A previously healthy 3-week-old boy presented with 5 hours of marked fussiness, abdominal distention, and poor feeding. He was afebrile and well perfused. His examination was remarkable for localized abdominal tenderness and distention. He was referred to the emergency department in which an abdominal radiograph revealed gaseous distention of the bowel with a paucity of gas in the pelvis. Complete blood cell count and urinalysis were unremarkable. His ongoing fussiness and abnormal physical examination prompted consultation with surgery and radiology. Our combined efforts ultimately established an unexpected diagnosis.

* **Using the information**
#1 In the case description, what did the abdominal radiograph show?
#2 Please echo the part of the case description that opens with the words containing "A previously healthy" and closes with "an unexpected diagnosis.".
#3 Give what follows the case description, picking up after its final sentence.

* **Source information**
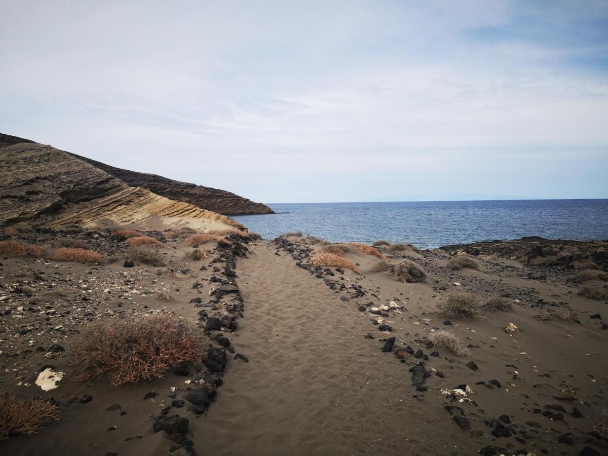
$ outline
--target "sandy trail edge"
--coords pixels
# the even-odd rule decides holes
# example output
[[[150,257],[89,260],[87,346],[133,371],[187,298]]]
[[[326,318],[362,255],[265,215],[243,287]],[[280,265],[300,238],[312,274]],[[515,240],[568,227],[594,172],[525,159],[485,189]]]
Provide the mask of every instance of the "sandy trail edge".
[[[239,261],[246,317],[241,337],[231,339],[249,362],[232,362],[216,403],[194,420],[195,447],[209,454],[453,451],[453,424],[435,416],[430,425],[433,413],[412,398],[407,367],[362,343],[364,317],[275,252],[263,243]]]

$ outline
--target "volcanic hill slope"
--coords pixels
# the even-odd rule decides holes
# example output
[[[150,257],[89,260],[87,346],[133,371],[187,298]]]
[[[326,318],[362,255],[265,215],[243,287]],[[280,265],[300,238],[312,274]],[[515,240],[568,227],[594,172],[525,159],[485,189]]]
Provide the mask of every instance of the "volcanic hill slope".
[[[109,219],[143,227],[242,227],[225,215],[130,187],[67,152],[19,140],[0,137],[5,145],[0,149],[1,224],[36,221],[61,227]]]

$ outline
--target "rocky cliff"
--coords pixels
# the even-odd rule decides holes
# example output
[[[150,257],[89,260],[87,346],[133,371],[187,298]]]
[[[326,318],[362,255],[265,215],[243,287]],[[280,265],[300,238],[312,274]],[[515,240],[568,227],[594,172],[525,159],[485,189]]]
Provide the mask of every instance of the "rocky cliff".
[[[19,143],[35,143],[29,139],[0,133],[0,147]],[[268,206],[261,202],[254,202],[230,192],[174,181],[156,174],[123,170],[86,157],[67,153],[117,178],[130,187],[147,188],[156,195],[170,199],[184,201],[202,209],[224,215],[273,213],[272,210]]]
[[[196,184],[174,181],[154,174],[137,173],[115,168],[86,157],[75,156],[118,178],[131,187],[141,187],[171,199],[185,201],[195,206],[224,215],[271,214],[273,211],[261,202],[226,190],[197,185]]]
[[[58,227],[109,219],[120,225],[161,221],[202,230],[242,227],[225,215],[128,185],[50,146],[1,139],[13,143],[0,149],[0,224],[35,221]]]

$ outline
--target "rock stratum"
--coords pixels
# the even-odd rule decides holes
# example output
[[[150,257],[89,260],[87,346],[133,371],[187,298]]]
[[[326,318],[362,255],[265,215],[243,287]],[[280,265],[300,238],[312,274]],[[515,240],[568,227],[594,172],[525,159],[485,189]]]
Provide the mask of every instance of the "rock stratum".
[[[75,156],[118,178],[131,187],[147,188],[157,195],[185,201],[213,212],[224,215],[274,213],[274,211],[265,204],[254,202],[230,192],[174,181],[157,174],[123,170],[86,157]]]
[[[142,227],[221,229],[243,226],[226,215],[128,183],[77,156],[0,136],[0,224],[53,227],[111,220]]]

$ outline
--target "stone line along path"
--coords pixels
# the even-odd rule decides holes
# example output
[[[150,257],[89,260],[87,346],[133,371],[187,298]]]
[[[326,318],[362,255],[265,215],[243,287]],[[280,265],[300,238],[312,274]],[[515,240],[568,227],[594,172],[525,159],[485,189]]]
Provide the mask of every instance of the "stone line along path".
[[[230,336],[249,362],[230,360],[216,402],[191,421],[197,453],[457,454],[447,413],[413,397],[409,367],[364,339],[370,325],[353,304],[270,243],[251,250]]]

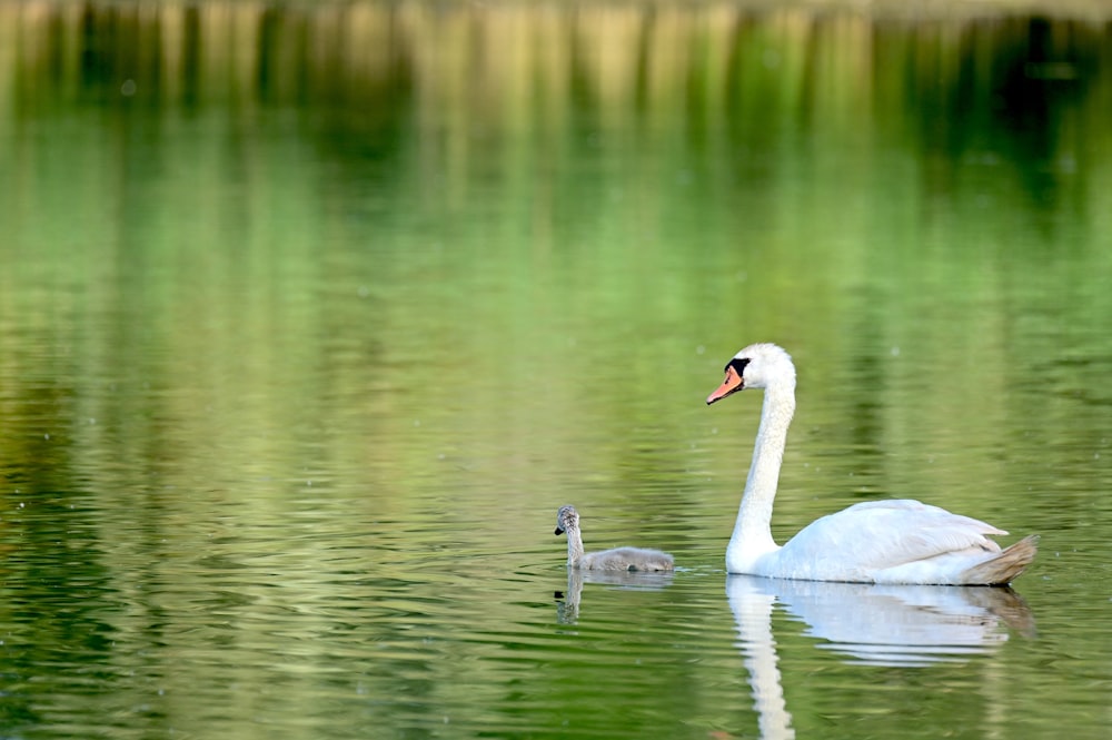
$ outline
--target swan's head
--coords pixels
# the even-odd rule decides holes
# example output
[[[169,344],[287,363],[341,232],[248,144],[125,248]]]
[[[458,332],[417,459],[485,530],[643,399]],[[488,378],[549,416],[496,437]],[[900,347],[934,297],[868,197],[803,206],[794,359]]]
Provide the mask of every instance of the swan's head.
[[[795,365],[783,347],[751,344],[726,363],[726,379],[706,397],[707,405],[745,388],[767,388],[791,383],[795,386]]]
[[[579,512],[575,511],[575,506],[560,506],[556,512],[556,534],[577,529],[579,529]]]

* **Written responses**
#1 It showed gaseous distention of the bowel with a paucity of gas in the pelvis.

#2
A previously healthy 3-week-old boy presented with 5 hours of marked fussiness, abdominal distention, and poor feeding. He was afebrile and well perfused. His examination was remarkable for localized abdominal tenderness and distention. He was referred to the emergency department in which an abdominal radiograph revealed gaseous distention of the bowel with a paucity of gas in the pelvis. Complete blood cell count and urinalysis were unremarkable. His ongoing fussiness and abnormal physical examination prompted consultation with surgery and radiology. Our combined efforts ultimately established an unexpected diagnosis.

#3
A 3-week-old boy was referred to the emergency department (ED) from his pediatrician’s office with irritability, poor feeding, abdominal tenderness, and distention. In the pediatrician’s office he was irritable, and he was noted to have a somewhat rigid, distended, and slightly discolored abdomen in addition to bilateral eye drainage. He was born at 37 weeks and 6 days to a gravida 2 para 2 mother via normal spontaneous vaginal delivery. Cefazolin was administered to his mother predelivery for positive group B Streptococcus status. Prenatal, birth, and postnatal course was otherwise unremarkable. Starting at ∼2:30 am on the day of presentation, his parents reported that he had been fussy, with a cry described as “painful.” He had been more difficult to console and had been refusing feeds by either breast or bottle. He had 1 episode of forceful emesis 2 days before presentation, and otherwise he had minimal spit up, which was always nonbilious and nonbloody, after feeds. His stools had been soft and seedy, without blood or mucous. He passed meconium within the first 24 hours of life. He had been gaining weight appropriately.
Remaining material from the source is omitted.